Each line from the one containing "request | locate each instance of the dense" to the end of the entries below is to be set down exactly; the pictures are not.

★ ★ ★ ★ ★ ★ ★

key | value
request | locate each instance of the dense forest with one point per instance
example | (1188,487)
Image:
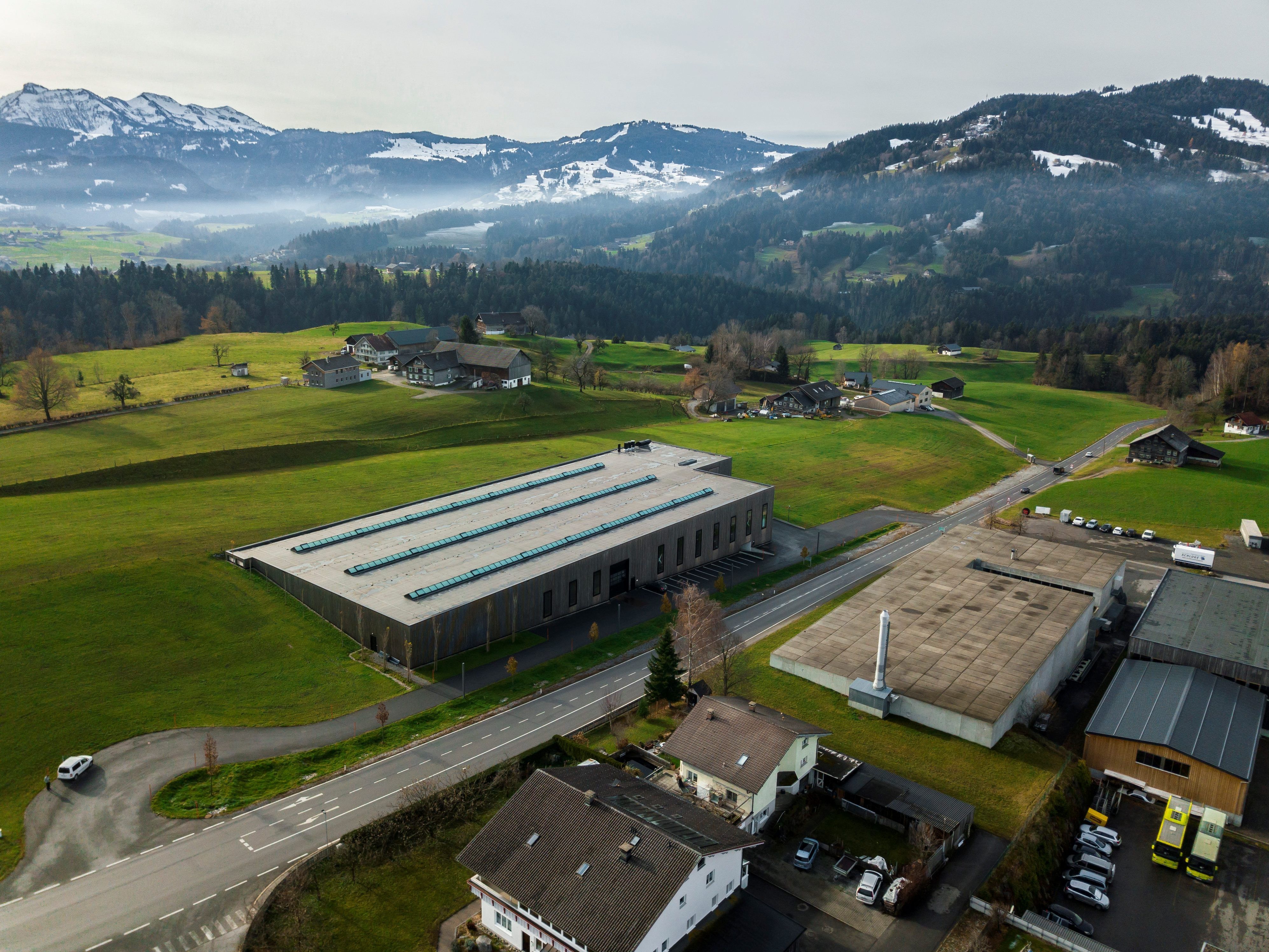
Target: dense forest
(93,309)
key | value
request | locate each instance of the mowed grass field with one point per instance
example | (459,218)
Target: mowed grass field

★ ★ ★ ★ ★ ★ ★

### Task response:
request | locate each instance of the dense forest with one point per instance
example | (1188,487)
Image:
Target: dense forest
(93,309)
key | value
request | locate each instance of the mowed grass field with one point per instance
example | (459,218)
Target: mowed grass field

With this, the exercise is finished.